→ Entries taken from a collection
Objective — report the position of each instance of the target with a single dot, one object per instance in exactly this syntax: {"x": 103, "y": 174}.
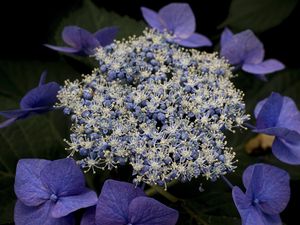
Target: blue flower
{"x": 83, "y": 42}
{"x": 161, "y": 108}
{"x": 38, "y": 100}
{"x": 48, "y": 191}
{"x": 179, "y": 20}
{"x": 245, "y": 50}
{"x": 267, "y": 195}
{"x": 122, "y": 203}
{"x": 278, "y": 116}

→ TASK DESCRIPTION
Copy the entries exactly. No pictures.

→ ANSWER BOX
Objective — report the position of each instance of the target with a single dot, one object per instance in exactly this syntax: {"x": 103, "y": 174}.
Target: blue flower
{"x": 83, "y": 42}
{"x": 161, "y": 108}
{"x": 38, "y": 100}
{"x": 48, "y": 191}
{"x": 179, "y": 20}
{"x": 245, "y": 50}
{"x": 267, "y": 195}
{"x": 122, "y": 203}
{"x": 278, "y": 116}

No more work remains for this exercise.